Help for package fgeo.analyze

Title:

Analyze ForestGEO Data

Version:

1.1.15

Description:

To help you access, transform, analyze, and visualize ForestGEO data, we developed a collection of R packages (https://forestgeo.github.io/fgeo/). This package, in particular, helps you to implement analyses of plot species distributions, topography, demography, and biomass. It also includes a torus translation test to determine habitat associations of tree species as described by Zuleta et al. (2018) <doi:10.1007/s11104-018-3878-0>. To learn more about ForestGEO visit https://forestgeo.si.edu/.

License:

GPL-3

URL:

https://github.com/forestgeo/fgeo.analyze

BugReports:

https://github.com/forestgeo/fgeo.analyze/issues

Depends:

R (≥ 3.2)

Imports:

dplyr (≥ 0.8.0.1), fgeo.tool (≥ 1.2.4), glue (≥ 1.3.1), graphics, lubridate (≥ 1.7.4), magrittr (≥ 1.5), MASS, purrr (≥ 0.3.2), rlang (≥ 0.3.4), stats, tibble (≥ 2.1.1), tidyr (≥ 0.8.3), withr (≥ 2.1.2)

Suggests:

covr (≥ 3.2.1), fgeo.plot (≥ 1.1.8), fgeo.x (≥ 1.1.3), ggplot2 (≥ 3.1.1), knitr (≥ 1.22), measurements (≥ 1.3.0), readr (≥ 1.3.1), rmarkdown (≥ 1.12), spelling (≥ 2.1), testthat (≥ 2.1.1)

§ **TASK TO COMPLETE**: Write the next part of the fgeo.analyze package help page, picking up right after the Suggests list.

§ **MATERIAL**:
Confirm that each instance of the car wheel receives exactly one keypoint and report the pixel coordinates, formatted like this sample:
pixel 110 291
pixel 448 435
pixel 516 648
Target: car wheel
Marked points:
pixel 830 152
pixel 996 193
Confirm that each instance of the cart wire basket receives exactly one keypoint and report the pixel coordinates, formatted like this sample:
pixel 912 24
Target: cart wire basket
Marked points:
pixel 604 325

==

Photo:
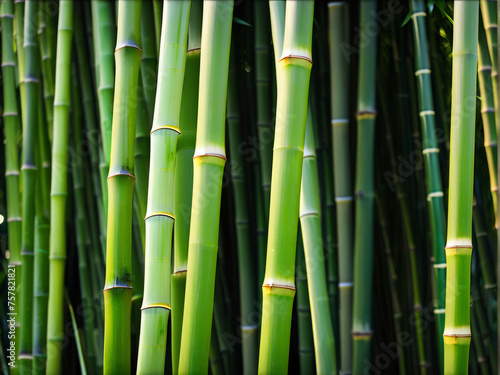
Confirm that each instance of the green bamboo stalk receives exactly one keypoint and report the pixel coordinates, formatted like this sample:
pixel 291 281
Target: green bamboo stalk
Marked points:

§ **RESULT BELOW**:
Encoding:

UTF-8

Language:

en-US

RoxygenNote:

7.3.2

NeedsCompilation:

Packaged:

2025-04-03 16:19:47 UTC; rstudio

Author:

Mauro Lepore

[aut, ctr, cre], Gabriel Arellano [aut, rev], Richard Condit [aut], Matteo Detto [aut], Kyle Harms [aut], Suzanne Lao [aut, rev], KangMin Ngo [rev], Haley Overstreet [rev], Sabrina Russo [aut, rev], Daniel Zuleta [aut, rev], CTFS-ForestGEO [cph]

Maintainer:

Mauro Lepore <maurolepore@gmail.com>

Repository:

CRAN

Date/Publication:

2025-04-03 16:40:01 UTC

fgeo.analyze: Analyze ForestGEO Data

Description

To help you access, transform, analyze, and visualize ForestGEO data, we developed a collection of R packages (https://forestgeo.github.io/fgeo/). This package, in particular, helps you to implement analyses of plot species distributions, topography, demography, and biomass. It also includes a torus translation test to determine habitat associations of tree species as described by Zuleta et al. (2018) doi:10.1007/s11104-018-3878-0. To learn more about ForestGEO visit https://forestgeo.si.edu/.

Author(s)

Maintainer: Mauro Lepore maurolepore@gmail.com (ORCID) [contractor]

Authors:

Gabriel Arellano gabriel.arellano.torres@gmail.com [reviewer]
Richard Condit richardcondit@gmail.com
Matteo Detto teoparaglider@gmail.com
Kyle Harms kharms@lsu.edu
Suzanne Lao laoz@si.edu [reviewer]
Sabrina Russo srusso2@unl.edu [reviewer]
Daniel Zuleta dfzuleta@gmail.com [reviewer]

Other contributors:

KangMin Ngo ngokangmin@gmail.com [reviewer]
Haley Overstreet OverstreetH@si.edu [reviewer]
CTFS-ForestGEO ForestGEO@si.edu [copyright holder]

Pipe operator

Description

See magrittr::%>% for details.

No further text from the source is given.